Task instructions:
**a)** Repeat the passage about growing up in Somalia word for word, from "I never stopped" up to and including "of human history.".
**b)** Carry on the passage about growing up in Somalia and discovering Western values, starting right after its final sentence.

Selected text:

○ ○ ○ ○

I was born in Somalia in 1969. The country had achieved independence nine years before. But less than a month before I was born—on October 21, 1969—a junior member of the brand-new Somali armed forces seized power with the help of the Soviet Union. The first two decades of my life were shaped by the upheaval that followed that coup.
The Somalia that gained its independence was a young, optimistic society full of national pride. We had such hope for growth, political stability, prosperity, and peace. But, in a story sadly familiar to many of my fellow Africans, those hopes were dashed.
What followed was a nightmare.
For me it is all captured in the earliest memories of my youth: statues of Mohamed Siad Barre, our dictator, sprung up across Mogadishu, flanked by a trio of dark seraphim: Marx, Lenin, and Engels. This particular communist experiment plunged Somalia into bloodshed, mass starvation, and a 20-year period of suffocating tyranny. I recall my grandmother and mother smuggling food into our house. I also remember the whispering: we felt the state was omnipresent. It could hear everything.
My father was thrown into prison. His friends—those other pioneers in pursuit of a democracy modeled on America—were either jailed like him or, in many cases, executed.
By the time I was eight, my family knew we needed to escape. We left in 1977. By 1990, the country had descended into a civil war from which it has never fully recovered.
I never stopped longing for the kind of freedom my father had taught me about. And at the age of 22, I fled to the Netherlands seeking it. There—and later, in America—I discovered what we’ve come to call “Western” values.
The West’s inheritance springs from a peculiar confluence of habits and customs that had been practiced for centuries before anyone branded them as “ideas.” But they are principles—radical ones—that have given us the most tolerant, free, and flourishing societies in all of human history.

○ ○ ○ ○

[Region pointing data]
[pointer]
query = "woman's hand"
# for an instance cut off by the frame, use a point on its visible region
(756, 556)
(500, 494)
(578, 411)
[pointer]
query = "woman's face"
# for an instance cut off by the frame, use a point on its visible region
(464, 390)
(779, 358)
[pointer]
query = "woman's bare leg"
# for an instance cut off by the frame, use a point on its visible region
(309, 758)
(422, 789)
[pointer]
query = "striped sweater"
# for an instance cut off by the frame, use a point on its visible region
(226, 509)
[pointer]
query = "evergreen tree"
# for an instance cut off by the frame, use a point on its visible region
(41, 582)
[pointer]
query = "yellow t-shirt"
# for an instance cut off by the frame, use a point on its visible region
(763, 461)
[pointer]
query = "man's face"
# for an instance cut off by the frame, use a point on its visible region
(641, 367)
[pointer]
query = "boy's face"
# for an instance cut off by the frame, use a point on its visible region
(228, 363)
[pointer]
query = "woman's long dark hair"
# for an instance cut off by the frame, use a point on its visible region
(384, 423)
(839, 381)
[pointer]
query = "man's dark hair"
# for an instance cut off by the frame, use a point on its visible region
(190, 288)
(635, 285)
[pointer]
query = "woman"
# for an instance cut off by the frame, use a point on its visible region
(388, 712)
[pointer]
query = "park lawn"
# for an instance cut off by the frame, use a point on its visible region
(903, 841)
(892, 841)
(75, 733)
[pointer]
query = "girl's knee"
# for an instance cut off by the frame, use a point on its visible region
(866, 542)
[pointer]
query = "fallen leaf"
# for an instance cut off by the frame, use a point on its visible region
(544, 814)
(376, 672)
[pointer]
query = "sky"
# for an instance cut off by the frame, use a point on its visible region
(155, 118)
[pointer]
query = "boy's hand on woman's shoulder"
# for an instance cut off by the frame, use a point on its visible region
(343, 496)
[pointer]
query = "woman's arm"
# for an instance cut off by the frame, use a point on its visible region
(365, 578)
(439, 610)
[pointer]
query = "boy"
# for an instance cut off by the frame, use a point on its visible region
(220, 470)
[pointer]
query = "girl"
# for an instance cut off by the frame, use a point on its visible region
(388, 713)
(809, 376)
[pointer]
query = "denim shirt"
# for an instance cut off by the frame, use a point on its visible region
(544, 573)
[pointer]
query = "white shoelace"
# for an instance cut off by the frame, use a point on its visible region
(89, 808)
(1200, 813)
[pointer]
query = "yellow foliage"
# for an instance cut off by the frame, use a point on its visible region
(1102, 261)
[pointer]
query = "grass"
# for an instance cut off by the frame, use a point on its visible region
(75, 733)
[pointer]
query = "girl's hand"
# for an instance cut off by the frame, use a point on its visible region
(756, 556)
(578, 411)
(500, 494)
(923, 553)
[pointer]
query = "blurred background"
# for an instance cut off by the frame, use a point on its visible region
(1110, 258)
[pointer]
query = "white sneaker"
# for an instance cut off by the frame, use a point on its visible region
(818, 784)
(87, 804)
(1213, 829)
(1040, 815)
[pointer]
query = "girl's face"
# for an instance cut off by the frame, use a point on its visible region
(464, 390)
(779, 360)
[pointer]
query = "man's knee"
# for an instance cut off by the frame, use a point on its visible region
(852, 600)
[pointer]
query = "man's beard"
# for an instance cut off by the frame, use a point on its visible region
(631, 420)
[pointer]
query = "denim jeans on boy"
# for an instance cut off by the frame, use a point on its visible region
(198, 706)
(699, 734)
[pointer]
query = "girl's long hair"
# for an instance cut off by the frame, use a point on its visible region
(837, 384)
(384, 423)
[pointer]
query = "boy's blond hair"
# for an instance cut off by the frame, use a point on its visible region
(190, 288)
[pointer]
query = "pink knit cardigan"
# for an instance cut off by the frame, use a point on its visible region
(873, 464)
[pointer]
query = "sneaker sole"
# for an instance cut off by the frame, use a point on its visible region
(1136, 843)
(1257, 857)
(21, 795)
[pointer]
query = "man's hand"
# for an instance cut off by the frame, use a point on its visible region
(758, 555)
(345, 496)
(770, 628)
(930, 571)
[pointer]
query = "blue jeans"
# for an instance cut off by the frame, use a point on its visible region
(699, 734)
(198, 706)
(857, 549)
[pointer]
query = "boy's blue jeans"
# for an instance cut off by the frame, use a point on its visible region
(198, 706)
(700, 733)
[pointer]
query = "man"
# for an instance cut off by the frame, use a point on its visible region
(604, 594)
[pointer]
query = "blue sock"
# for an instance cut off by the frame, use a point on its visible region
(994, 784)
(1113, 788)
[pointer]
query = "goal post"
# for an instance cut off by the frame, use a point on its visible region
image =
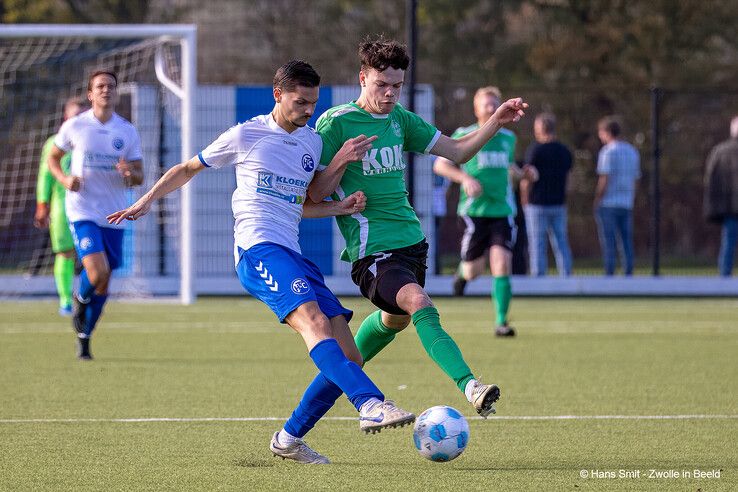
(34, 51)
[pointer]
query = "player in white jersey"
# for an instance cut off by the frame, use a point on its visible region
(275, 157)
(106, 160)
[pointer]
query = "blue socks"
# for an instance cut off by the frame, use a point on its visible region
(319, 397)
(347, 376)
(323, 391)
(94, 310)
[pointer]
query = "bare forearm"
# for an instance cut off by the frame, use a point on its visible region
(54, 163)
(449, 170)
(600, 190)
(173, 179)
(467, 146)
(312, 210)
(325, 182)
(136, 177)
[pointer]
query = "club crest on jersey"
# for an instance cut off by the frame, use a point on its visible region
(396, 128)
(265, 179)
(300, 286)
(307, 163)
(85, 243)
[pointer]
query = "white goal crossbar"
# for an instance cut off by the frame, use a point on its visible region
(187, 36)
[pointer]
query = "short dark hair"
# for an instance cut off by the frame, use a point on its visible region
(101, 72)
(380, 53)
(294, 73)
(548, 122)
(612, 125)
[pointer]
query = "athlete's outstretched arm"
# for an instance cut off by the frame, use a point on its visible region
(462, 149)
(326, 181)
(173, 179)
(355, 202)
(451, 170)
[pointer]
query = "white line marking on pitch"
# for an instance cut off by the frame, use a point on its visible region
(268, 419)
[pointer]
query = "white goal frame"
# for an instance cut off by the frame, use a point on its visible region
(187, 36)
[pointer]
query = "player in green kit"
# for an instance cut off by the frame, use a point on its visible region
(487, 206)
(385, 242)
(50, 213)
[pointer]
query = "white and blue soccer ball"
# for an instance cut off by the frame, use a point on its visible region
(441, 433)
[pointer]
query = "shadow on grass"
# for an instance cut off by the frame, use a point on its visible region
(170, 360)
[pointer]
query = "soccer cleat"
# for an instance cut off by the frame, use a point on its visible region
(484, 397)
(79, 314)
(297, 451)
(83, 348)
(505, 330)
(459, 286)
(383, 415)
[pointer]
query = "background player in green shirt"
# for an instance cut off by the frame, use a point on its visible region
(50, 213)
(487, 206)
(385, 242)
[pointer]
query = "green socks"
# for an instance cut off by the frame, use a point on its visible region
(64, 277)
(441, 347)
(373, 336)
(502, 295)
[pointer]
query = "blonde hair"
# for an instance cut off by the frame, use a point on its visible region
(489, 90)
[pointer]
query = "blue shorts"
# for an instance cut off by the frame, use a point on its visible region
(284, 280)
(90, 238)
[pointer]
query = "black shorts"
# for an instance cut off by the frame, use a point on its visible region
(380, 276)
(482, 233)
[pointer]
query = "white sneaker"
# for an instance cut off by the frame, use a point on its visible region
(298, 451)
(384, 415)
(483, 398)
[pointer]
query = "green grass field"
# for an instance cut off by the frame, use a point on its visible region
(228, 358)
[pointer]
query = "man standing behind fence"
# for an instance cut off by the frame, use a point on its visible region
(721, 195)
(545, 212)
(618, 168)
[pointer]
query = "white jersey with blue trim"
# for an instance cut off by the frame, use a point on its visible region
(273, 170)
(96, 148)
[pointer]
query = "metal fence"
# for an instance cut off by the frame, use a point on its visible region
(671, 237)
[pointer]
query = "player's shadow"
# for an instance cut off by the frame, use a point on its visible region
(254, 463)
(169, 360)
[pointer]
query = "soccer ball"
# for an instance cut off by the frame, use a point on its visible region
(441, 433)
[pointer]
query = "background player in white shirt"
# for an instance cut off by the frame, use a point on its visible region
(275, 157)
(106, 159)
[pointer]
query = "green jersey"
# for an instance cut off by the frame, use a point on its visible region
(48, 189)
(490, 166)
(388, 221)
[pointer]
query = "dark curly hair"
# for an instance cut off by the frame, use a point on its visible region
(294, 73)
(380, 53)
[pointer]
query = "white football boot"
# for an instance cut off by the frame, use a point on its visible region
(297, 451)
(383, 415)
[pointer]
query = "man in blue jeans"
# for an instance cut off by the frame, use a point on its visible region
(545, 210)
(721, 196)
(618, 169)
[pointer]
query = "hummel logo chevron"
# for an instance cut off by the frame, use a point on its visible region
(374, 419)
(268, 279)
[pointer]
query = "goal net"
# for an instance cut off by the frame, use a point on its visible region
(41, 67)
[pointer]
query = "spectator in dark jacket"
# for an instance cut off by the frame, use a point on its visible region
(545, 210)
(721, 195)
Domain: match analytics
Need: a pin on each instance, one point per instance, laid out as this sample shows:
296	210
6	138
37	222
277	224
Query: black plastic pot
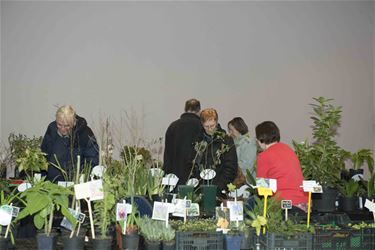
169	245
326	201
152	245
76	243
102	243
45	242
348	204
130	241
233	242
4	243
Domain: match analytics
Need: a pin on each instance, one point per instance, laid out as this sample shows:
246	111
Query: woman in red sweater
278	161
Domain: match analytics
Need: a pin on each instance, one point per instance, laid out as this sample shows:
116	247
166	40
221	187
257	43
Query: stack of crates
199	241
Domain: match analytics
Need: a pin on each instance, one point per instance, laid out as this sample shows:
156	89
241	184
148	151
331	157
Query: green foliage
151	229
130	152
275	222
349	188
363	156
31	160
322	160
195	225
167	233
371	186
42	200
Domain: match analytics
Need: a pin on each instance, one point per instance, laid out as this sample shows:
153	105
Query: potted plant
358	159
322	159
151	231
209	156
8	198
168	235
348	200
18	145
43	200
197	233
281	233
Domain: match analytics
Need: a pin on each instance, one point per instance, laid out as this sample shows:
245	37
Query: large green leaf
37	202
38	221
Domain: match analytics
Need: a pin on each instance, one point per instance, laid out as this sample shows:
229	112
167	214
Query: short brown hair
209	114
192	105
239	124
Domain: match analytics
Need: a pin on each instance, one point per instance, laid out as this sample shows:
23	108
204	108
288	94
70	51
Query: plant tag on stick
92	190
5	215
312	186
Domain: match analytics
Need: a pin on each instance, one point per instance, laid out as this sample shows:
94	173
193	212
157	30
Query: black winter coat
179	144
226	166
81	142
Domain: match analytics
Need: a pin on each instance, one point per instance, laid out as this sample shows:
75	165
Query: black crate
199	241
285	242
347	239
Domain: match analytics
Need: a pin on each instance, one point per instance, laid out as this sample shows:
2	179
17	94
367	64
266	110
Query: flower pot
102	243
4	243
76	243
348	204
233	242
326	201
209	199
247	241
169	245
185	191
45	242
152	245
130	241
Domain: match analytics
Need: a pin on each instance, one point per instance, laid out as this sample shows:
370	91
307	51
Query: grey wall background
258	60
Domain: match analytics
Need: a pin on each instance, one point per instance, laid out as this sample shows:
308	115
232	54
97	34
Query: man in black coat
179	141
219	152
66	138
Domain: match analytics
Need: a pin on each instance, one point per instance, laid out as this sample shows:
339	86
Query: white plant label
193	182
5	215
170	180
160	211
267	183
91	189
98	171
24	186
235	210
208	174
370	205
65	183
312	186
156	172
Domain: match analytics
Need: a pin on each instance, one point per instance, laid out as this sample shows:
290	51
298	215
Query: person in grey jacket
246	146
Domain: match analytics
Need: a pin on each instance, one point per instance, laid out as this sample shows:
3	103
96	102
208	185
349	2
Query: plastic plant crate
284	242
343	239
199	241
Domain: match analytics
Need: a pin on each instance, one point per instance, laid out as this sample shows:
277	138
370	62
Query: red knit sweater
281	163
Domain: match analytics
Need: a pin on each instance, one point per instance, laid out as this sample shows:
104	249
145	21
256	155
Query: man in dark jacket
218	151
179	141
66	138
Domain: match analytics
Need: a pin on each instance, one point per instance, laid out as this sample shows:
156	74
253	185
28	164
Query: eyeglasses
59	125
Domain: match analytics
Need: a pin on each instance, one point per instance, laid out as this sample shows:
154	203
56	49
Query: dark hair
267	132
192	105
239	124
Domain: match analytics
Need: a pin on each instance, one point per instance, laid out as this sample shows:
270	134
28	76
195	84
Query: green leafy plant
275	222
150	229
31	161
195	225
43	199
323	160
349	188
9	197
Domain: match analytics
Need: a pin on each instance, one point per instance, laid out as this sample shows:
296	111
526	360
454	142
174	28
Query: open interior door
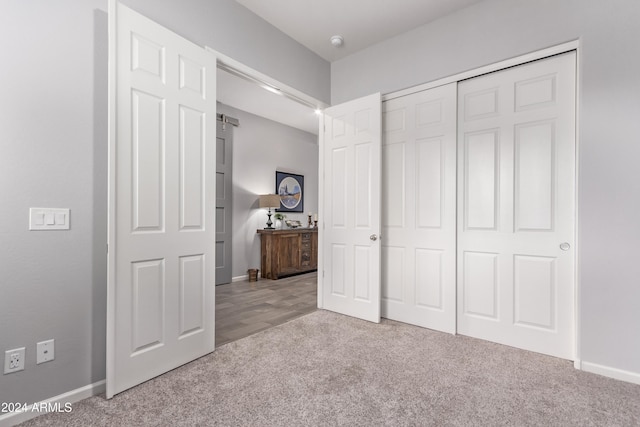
349	246
161	297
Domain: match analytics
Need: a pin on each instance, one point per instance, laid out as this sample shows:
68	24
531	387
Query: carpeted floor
324	369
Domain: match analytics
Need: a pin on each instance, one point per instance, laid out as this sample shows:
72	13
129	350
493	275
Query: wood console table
287	252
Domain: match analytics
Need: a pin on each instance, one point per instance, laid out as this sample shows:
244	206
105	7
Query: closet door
161	307
419	209
349	247
516	213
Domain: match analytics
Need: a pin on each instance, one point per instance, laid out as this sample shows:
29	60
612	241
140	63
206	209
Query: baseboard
57	403
618	374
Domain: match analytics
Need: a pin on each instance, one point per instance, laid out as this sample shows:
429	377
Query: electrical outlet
44	351
14	360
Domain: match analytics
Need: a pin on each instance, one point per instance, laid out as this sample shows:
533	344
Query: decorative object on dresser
290	188
288	252
269	201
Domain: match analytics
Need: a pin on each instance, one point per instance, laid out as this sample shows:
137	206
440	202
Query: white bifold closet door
516	213
419	209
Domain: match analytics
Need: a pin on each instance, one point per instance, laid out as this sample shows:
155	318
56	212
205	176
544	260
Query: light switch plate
45	351
49	219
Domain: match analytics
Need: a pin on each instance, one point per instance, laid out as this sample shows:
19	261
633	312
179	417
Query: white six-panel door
350	208
516	213
419	209
161	296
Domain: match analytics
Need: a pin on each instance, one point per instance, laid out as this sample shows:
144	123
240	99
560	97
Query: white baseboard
618	374
52	404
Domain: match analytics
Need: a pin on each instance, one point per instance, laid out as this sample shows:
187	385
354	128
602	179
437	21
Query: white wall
233	30
609	133
53	153
260	147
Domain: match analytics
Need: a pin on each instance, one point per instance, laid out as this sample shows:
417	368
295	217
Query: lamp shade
269	201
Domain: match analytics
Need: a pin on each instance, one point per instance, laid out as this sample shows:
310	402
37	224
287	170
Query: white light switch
49	219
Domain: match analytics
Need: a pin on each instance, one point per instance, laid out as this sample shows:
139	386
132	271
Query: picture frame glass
290	188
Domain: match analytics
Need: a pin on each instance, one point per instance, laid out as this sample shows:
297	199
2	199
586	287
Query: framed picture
290	188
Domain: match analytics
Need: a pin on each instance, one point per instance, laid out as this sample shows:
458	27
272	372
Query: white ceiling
362	23
248	96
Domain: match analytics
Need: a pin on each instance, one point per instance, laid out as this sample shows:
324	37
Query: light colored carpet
324	369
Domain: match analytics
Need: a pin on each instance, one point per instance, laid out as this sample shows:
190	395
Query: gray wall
53	153
260	147
233	30
609	132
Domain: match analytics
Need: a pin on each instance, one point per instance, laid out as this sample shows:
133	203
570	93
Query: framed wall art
290	188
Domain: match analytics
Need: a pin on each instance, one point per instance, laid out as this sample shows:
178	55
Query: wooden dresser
287	252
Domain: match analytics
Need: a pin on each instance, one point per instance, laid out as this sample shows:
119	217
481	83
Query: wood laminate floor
244	308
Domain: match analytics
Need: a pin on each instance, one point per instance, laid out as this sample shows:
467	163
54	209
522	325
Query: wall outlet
45	351
14	360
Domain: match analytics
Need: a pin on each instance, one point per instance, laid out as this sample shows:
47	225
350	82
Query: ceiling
362	23
248	96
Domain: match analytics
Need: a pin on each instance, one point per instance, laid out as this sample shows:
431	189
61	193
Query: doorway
224	197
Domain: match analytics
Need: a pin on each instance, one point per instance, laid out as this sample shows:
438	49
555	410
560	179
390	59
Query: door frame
573	45
223	62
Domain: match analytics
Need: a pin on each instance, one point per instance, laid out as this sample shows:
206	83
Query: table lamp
269	201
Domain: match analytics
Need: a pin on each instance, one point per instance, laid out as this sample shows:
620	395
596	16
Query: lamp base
269	223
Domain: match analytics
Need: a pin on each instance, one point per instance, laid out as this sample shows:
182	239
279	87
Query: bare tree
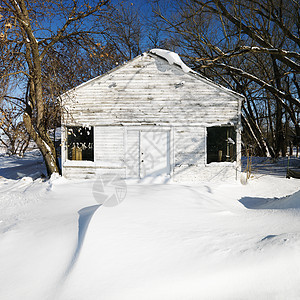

○ ○ ○ ○

Responses by item number:
**a)**
I never stopped longing for the kind of freedom my father had taught me about. And at the age of 22, I fled to the Netherlands seeking it. There—and later, in America—I discovered what we’ve come to call “Western” values.
The West’s inheritance springs from a peculiar confluence of habits and customs that had been practiced for centuries before anyone branded them as “ideas.” But they are principles—radical ones—that have given us the most tolerant, free, and flourishing societies in all of human history.

**b)**
Among these principles are the rule of law, a tradition of liberty, personal responsibility, a system of representative government, a toleration of difference, and a commitment to pluralism. Each of these ideas might have been extinguished in their infancy but for the grace of God and the force of their appeal.
Perhaps it is because I was born into a part of the world where these principles were nonexistent that I feel a particular love for them—and an instinct for when they are in danger.
Right now, so many Western nations are under grave threat from the twin forces of cultural Marxism and an expansionist political Islam familiar to me from my youth.
For a time, many refused to believe that anything was actually wrong. The tide of populism was, they insisted, a momentary manifestation of frustration. The decline of each of our institutions was viewed in isolation, as a problem of poorly selected leadership, which could be corrected after the next election or with a changing of the guard. The sense of hopelessness that people felt was explained away as the temporary consequence of the rapid transition away from industrialism and the ushering in of the digital age.
In this light, though there were problems, they were distinct from each other and would be corrected in time.
Can any serious person believe this now?
People are encountering our current crisis in different ways, though a compelling explanation, let alone a solution, remains elusive. I am reminded of the Buddhist parable of the blind men and the elephant. The story goes that a group of blind men, who have never encountered an elephant before, hear that one has been brought to their town. They go to touch the elephant to work out what it might look like. One man touches the elephant’s trunk and thinks it must be like a large snake. Another touches its leg and likens it to a tree. A third who grasps the elephant’s tail says it feels like a rope. A fourth presses its sides, and when it does not budge, compares it to a wall. The fifth touches its tusk and thinks it to be like a spear.
Each of the blind men touches the same elephant and comes up with a different interpretation. Although there is truth in each of their assessments, none is able fully to comprehend the elephant in its totality. Those who feel the decline in Western society are like these blind men, encountering the elephant in their own ways and grasping at explanations in the half-light of dusk.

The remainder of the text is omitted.